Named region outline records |
☆ ☆ ☆ ☆ ☆ ☆ ☆
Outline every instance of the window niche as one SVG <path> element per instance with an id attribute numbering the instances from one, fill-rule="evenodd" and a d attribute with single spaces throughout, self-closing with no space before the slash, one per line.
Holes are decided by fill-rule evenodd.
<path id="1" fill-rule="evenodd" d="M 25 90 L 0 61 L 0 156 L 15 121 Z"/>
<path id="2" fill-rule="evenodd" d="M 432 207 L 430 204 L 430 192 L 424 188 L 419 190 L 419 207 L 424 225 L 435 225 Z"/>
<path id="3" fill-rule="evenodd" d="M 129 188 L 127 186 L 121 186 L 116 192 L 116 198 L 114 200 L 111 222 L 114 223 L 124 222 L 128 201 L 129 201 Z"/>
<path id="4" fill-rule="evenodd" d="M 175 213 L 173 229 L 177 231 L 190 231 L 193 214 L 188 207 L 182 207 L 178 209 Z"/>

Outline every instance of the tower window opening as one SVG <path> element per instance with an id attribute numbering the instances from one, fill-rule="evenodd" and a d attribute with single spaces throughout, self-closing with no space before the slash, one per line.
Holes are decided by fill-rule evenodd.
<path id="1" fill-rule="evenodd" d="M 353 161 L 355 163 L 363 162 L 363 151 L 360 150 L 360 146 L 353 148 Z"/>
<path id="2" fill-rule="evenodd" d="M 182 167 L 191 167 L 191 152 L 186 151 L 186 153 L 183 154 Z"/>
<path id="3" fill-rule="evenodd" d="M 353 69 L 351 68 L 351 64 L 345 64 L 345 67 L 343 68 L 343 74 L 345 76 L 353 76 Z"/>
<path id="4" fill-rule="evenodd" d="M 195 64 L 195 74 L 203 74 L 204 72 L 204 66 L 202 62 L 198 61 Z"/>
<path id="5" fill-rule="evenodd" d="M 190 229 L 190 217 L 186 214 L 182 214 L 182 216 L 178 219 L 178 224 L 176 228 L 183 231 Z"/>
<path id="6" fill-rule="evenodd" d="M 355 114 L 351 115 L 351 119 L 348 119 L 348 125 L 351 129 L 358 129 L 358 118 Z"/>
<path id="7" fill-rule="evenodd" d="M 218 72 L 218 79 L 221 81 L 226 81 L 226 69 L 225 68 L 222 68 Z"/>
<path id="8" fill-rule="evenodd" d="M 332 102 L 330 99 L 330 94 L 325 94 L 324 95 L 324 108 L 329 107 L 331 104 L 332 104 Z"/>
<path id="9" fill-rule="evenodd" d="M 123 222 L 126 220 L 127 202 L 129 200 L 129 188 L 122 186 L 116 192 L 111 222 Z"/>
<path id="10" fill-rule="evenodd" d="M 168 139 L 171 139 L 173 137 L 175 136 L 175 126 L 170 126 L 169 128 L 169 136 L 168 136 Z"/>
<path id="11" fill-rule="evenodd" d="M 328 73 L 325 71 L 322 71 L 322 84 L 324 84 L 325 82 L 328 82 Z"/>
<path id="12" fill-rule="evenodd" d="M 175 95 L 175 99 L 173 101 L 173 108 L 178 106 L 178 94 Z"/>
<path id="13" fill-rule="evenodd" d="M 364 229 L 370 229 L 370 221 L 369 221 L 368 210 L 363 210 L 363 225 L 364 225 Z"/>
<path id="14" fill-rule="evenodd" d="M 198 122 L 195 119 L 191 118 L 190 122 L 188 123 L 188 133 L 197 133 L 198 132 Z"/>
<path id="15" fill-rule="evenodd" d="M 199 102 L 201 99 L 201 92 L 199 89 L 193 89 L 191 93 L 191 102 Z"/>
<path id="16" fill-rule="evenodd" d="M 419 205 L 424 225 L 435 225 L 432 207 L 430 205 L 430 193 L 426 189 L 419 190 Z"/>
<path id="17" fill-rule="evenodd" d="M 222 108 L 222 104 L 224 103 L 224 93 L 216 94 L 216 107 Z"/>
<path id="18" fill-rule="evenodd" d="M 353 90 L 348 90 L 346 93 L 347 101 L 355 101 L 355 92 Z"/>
☆ ☆ ☆ ☆ ☆ ☆ ☆
What to do |
Reproduce the complete data exactly as presented above.

Solution for this task |
Outline every instance of the window niche as one SVG <path> element per instance with an id attribute numbering the instances from one, fill-rule="evenodd" and a d attribute with single spaces throughout, self-closing with no space before the slash, one per line.
Holes are decided by fill-rule evenodd.
<path id="1" fill-rule="evenodd" d="M 25 90 L 0 61 L 0 156 L 15 121 Z"/>
<path id="2" fill-rule="evenodd" d="M 432 207 L 430 204 L 430 192 L 424 188 L 419 190 L 419 207 L 424 225 L 435 225 Z"/>
<path id="3" fill-rule="evenodd" d="M 129 188 L 127 186 L 121 186 L 116 192 L 116 198 L 114 200 L 111 222 L 114 223 L 124 222 L 128 201 L 129 201 Z"/>
<path id="4" fill-rule="evenodd" d="M 175 213 L 173 229 L 177 231 L 190 231 L 193 214 L 188 207 L 182 207 L 178 209 Z"/>

Outline every instance of the tower window opening as one SVG <path> element per instance with an id attribute numbering the instances from one, fill-rule="evenodd" and a d attribute with single spaces throughout, self-closing with no space before the slash, one per line.
Holes are decided by fill-rule evenodd.
<path id="1" fill-rule="evenodd" d="M 353 161 L 355 163 L 363 162 L 363 151 L 360 150 L 360 146 L 353 148 Z"/>
<path id="2" fill-rule="evenodd" d="M 182 167 L 191 167 L 191 152 L 186 151 L 186 153 L 183 154 Z"/>
<path id="3" fill-rule="evenodd" d="M 353 69 L 351 68 L 351 64 L 345 64 L 345 67 L 343 68 L 343 74 L 345 76 L 353 76 Z"/>
<path id="4" fill-rule="evenodd" d="M 195 64 L 195 74 L 203 74 L 204 72 L 204 66 L 202 62 L 198 61 Z"/>
<path id="5" fill-rule="evenodd" d="M 190 229 L 190 217 L 186 214 L 182 214 L 182 216 L 178 219 L 178 224 L 176 228 L 183 231 Z"/>
<path id="6" fill-rule="evenodd" d="M 355 114 L 351 115 L 351 119 L 348 119 L 348 125 L 351 129 L 358 129 L 358 118 Z"/>
<path id="7" fill-rule="evenodd" d="M 218 72 L 218 79 L 221 81 L 226 81 L 226 69 L 225 68 L 222 68 Z"/>
<path id="8" fill-rule="evenodd" d="M 332 102 L 330 99 L 330 94 L 325 94 L 324 95 L 324 108 L 329 107 L 331 104 L 332 104 Z"/>
<path id="9" fill-rule="evenodd" d="M 123 222 L 126 220 L 127 202 L 129 200 L 129 188 L 122 186 L 116 192 L 111 222 Z"/>
<path id="10" fill-rule="evenodd" d="M 168 139 L 171 139 L 173 137 L 175 136 L 175 126 L 170 126 L 169 128 L 169 136 L 168 136 Z"/>
<path id="11" fill-rule="evenodd" d="M 328 73 L 325 71 L 322 71 L 322 84 L 324 84 L 325 82 L 328 82 Z"/>
<path id="12" fill-rule="evenodd" d="M 175 95 L 175 99 L 173 101 L 173 108 L 178 106 L 178 94 Z"/>
<path id="13" fill-rule="evenodd" d="M 364 229 L 370 229 L 370 221 L 369 221 L 368 210 L 363 210 L 363 225 L 364 225 Z"/>
<path id="14" fill-rule="evenodd" d="M 198 122 L 195 119 L 191 118 L 190 122 L 188 123 L 188 133 L 197 133 L 198 132 Z"/>
<path id="15" fill-rule="evenodd" d="M 199 102 L 201 99 L 201 92 L 199 89 L 193 89 L 191 93 L 191 102 Z"/>
<path id="16" fill-rule="evenodd" d="M 419 205 L 424 225 L 435 225 L 432 207 L 430 205 L 430 193 L 426 189 L 419 190 Z"/>
<path id="17" fill-rule="evenodd" d="M 222 108 L 222 104 L 224 103 L 224 93 L 216 94 L 216 107 Z"/>
<path id="18" fill-rule="evenodd" d="M 353 90 L 348 90 L 346 93 L 347 101 L 355 101 L 355 92 Z"/>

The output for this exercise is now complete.